Exercise: Below are records; copy every line among them that contains the word "bauble".

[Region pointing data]
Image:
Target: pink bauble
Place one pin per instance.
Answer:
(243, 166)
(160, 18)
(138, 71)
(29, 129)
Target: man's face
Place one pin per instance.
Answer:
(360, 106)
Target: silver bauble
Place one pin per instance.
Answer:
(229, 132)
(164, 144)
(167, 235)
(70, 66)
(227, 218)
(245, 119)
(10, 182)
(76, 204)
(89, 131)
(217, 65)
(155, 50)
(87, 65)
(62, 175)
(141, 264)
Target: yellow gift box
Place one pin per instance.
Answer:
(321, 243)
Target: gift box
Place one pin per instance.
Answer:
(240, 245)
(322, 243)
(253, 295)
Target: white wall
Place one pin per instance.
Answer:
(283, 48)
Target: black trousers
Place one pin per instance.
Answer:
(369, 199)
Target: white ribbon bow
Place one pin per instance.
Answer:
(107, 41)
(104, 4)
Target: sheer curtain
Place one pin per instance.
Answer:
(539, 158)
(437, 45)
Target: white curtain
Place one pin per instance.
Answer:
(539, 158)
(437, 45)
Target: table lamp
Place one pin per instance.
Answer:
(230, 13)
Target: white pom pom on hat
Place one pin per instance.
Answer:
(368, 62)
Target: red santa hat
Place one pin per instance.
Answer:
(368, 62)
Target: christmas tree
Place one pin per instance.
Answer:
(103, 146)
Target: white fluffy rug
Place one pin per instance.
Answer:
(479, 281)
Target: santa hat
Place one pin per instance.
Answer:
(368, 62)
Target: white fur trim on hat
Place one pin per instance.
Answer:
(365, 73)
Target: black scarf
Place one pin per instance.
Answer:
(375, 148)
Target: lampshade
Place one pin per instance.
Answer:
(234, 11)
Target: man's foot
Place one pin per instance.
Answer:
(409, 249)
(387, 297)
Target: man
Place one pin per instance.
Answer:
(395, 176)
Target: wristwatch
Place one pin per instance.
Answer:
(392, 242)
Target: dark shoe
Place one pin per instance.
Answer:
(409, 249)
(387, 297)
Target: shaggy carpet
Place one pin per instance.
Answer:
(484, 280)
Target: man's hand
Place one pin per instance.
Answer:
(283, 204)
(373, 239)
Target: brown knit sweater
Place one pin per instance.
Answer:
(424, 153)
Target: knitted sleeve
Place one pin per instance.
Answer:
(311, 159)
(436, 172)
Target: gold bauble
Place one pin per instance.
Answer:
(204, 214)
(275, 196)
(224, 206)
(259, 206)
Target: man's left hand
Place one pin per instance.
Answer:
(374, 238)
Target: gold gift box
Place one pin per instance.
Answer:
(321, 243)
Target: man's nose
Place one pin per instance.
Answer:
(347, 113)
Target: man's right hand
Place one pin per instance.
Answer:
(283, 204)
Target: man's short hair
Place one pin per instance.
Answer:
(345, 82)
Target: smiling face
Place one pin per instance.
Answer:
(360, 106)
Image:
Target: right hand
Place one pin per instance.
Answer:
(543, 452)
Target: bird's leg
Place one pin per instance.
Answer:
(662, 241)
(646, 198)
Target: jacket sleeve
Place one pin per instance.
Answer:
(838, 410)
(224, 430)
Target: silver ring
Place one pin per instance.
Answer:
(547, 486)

Answer area:
Target: pink bauble
Target: silver bauble
Target: gold bauble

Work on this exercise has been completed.